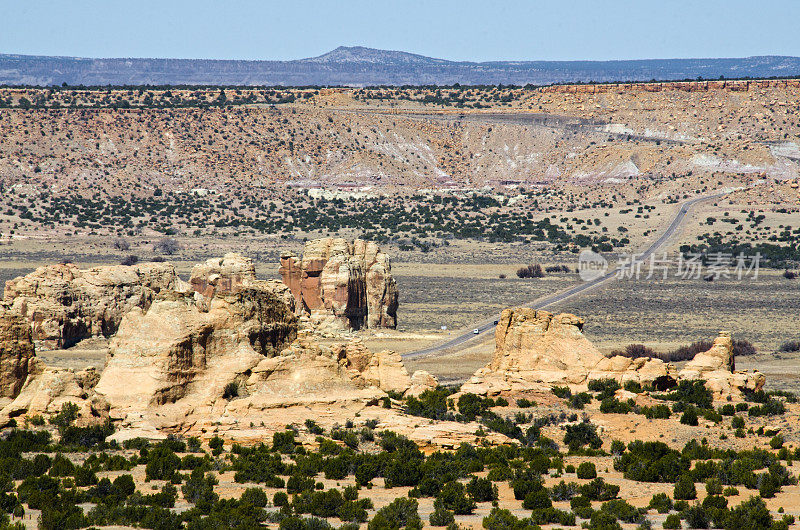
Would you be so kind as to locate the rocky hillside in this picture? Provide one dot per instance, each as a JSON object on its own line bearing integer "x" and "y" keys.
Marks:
{"x": 348, "y": 66}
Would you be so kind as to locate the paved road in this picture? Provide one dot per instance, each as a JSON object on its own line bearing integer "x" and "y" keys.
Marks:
{"x": 488, "y": 325}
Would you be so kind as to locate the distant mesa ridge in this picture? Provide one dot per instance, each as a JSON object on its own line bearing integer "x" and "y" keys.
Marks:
{"x": 360, "y": 66}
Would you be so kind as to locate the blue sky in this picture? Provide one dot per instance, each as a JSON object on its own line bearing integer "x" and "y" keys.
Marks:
{"x": 460, "y": 30}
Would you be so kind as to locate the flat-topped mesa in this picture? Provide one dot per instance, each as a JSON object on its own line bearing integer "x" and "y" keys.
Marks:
{"x": 223, "y": 275}
{"x": 342, "y": 285}
{"x": 536, "y": 347}
{"x": 65, "y": 304}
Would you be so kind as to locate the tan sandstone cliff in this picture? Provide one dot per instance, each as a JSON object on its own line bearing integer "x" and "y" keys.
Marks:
{"x": 65, "y": 304}
{"x": 342, "y": 285}
{"x": 534, "y": 347}
{"x": 16, "y": 353}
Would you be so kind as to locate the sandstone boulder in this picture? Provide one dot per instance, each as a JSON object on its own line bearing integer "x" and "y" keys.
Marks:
{"x": 64, "y": 304}
{"x": 534, "y": 347}
{"x": 223, "y": 275}
{"x": 717, "y": 367}
{"x": 342, "y": 285}
{"x": 420, "y": 382}
{"x": 16, "y": 353}
{"x": 192, "y": 364}
{"x": 179, "y": 342}
{"x": 47, "y": 389}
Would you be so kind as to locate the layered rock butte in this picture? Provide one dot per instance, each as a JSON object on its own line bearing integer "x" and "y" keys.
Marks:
{"x": 216, "y": 354}
{"x": 342, "y": 285}
{"x": 226, "y": 354}
{"x": 534, "y": 347}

### What this task involves
Set down the entries above exactly, and keep every picture out of your copy.

### Output
Would you be so kind as to locate the rocky hillside in this picture? Provide one dot per instance, each as a JSON object on its own line bearing integer "x" and "y" keys.
Marks:
{"x": 348, "y": 66}
Would you be so kind as to locate the paved road in this picture? Provide one dot per instance, each as a JSON object on its own line bearing integer "x" and "y" keys.
Marks:
{"x": 488, "y": 325}
Would you be so kind as to locate the distant mesa ridge in this picture? Provide one dot per instance, each as a JSON object on its own line bearing integer "x" and "y" keys.
Marks:
{"x": 360, "y": 66}
Would you be so kind as to locate the blue sky in this picture? Provide one dot per instance, each as a JSON object on its own line bearing integer "x" and "y" keys.
Marks:
{"x": 460, "y": 30}
Would you be so kind as to locate the flat-topped mesa in this picture? Provide one dot per instance, each as a JSON object on its own line bearing integer "x" and "y" keys.
Marks:
{"x": 223, "y": 275}
{"x": 342, "y": 285}
{"x": 536, "y": 347}
{"x": 65, "y": 304}
Would you be so kind as to locate the tan sandstone cliff in this picture? Provide one dot per instance, each as a JSON object on its own line bearing integer "x" and "y" keys.
Marks:
{"x": 65, "y": 304}
{"x": 342, "y": 285}
{"x": 534, "y": 347}
{"x": 16, "y": 353}
Would you be so kind as to locate the sandstone boulder in this picture? Provide one dot per instance, each as a JSON object on its own line bearing integer "x" and "y" keys.
Marks:
{"x": 64, "y": 304}
{"x": 534, "y": 347}
{"x": 223, "y": 275}
{"x": 717, "y": 367}
{"x": 342, "y": 285}
{"x": 420, "y": 382}
{"x": 16, "y": 353}
{"x": 192, "y": 364}
{"x": 179, "y": 342}
{"x": 47, "y": 389}
Would you be so kind as to locate the layered rock butte in this picture? Provide one dot per instance, each as a JSON object on its own line bearing integer "x" and "y" keys.
Marks:
{"x": 216, "y": 354}
{"x": 342, "y": 285}
{"x": 226, "y": 354}
{"x": 534, "y": 347}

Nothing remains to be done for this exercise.